----- Brano fornito

Mag 1, 2025 Scritto da 

Potenza e Ricchezza

1. “Chi mangia la mia carne e beve il mio sangue ha la vita eterna” (Gv 6, 54). Istituendo l’Eucaristia alla vigilia della sua morte, Cristo volle dare alla Chiesa un cibo che l’avrebbe nutrita continuamente e l’avrebbe fatta vivere della sua stessa vita di Risorto.

Molto tempo prima dell’istituzione, Gesù aveva annunciato questo pasto, unico nel suo genere. Nel culto giudaico non mancavano pasti sacri, che si consumavano alla presenza di Dio e che manifestavano la gioia del favore divino. Gesù supera tutto questo: ormai è lui, nella sua carne e nel suo sangue, che diventa cibo e bevanda dell’umanità. Nel pasto eucaristico l’uomo si nutre di Dio.

Quando, per la prima volta, Gesù annuncia questo cibo, suscita lo stupore dei suoi ascoltatori, che non giungono a recepire un progetto divino così alto. Gesù perciò sottolinea vigorosamente la verità oggettiva delle sue parole, affermando la necessità del pasto eucaristico: “In verità, in verità vi dico: se non mangiate la carne del Figlio dell’uomo e non bevete il suo sangue, non avrete in voi la vita” (Gv 6, 53). Non si tratta di un pasto puramente spirituale, in cui le espressioni “mangiare la carne” del Cristo e “bere il suo sangue”, rivestirebbero un senso metaforico. È un vero pasto, come Gesù precisa con forza: “La mia carne è vero cibo e il mio sangue vera bevanda” (Gv 6, 55).

----------
----- Righe di dati

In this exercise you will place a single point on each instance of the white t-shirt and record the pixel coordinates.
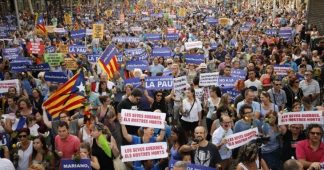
(193, 115)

----------

### [Obiettivo del compito]
Riprendi il brano sull'Eucaristia e continualo subito dopo la sua ultima frase.

### [Risposta scritta]
Tale cibo, per altro, non è meno necessario allo sviluppo della vita divina nei fedeli, di quanto lo siano i cibi materiali per il mantenimento e lo sviluppo della vita corporea. L’Eucaristia non è un lusso offerto a quelli che vorrebbero vivere più intimamente uniti a Cristo: è un’esigenza della vita cristiana. Questa esigenza è stata compresa dai discepoli poiché, secondo la testimonianza degli Atti degli Apostoli, nei primi tempi della Chiesa lo “spezzare il pane”, ossia il pasto eucaristico, si praticava ogni giorno nelle case dei fedeli “con gioia e semplicità di cuore” (At 2, 46).

2. Nella promessa dell’Eucaristia, Gesù spiega perché questo cibo è necessario: “Io sono il pane della vita” egli dichiara (Gv 6, 48). “Come il Padre, che ha la vita, ha mandato me e io vivo per il Padre, così anche colui che mangia di me, vivrà per me” (Gv 6, 57). Il Padre è la prima sorgente della vita: questa vita egli l’ha donata al Figlio, il quale a sua volta la comunica all’umanità. Colui che si nutre di Cristo nell’Eucaristia non deve attendere l’aldilà per ricevere la vita eterna: la possiede già sulla terra, e in essa possiede anche la garanzia della Risurrezione corporea alla fine del mondo: “Chi mangia la mia carne e beve il mio sangue ha la vita eterna e io lo risusciterò nell’ultimo giorno” (Gv 6, 54).

Questa garanzia di Risurrezione proviene dal fatto che la carne del Figlio dell’uomo data in cibo è il suo corpo nello stato glorioso di risorto. Gli ascoltatori della promessa dell’Eucaristia non avevano colto questa verità: essi pensavano che Gesù volesse parlare della sua carne nello stato della sua vita terrena, e manifestavano quindi grande ripugnanza di fronte al pasto annunciato. Il Maestro corregge il loro modo di pensare, precisando che si tratta della carne del Figlio dell’uomo “salito là dov’era prima” (Gv 6, 62), ossia nello stato trionfante dell’ascensione al cielo. Questo corpo glorioso è riempito della vita dello Spirito Santo, ed è così che può santificare gli uomini che se ne nutrono, e dare ad essi il pegno della gloria eterna.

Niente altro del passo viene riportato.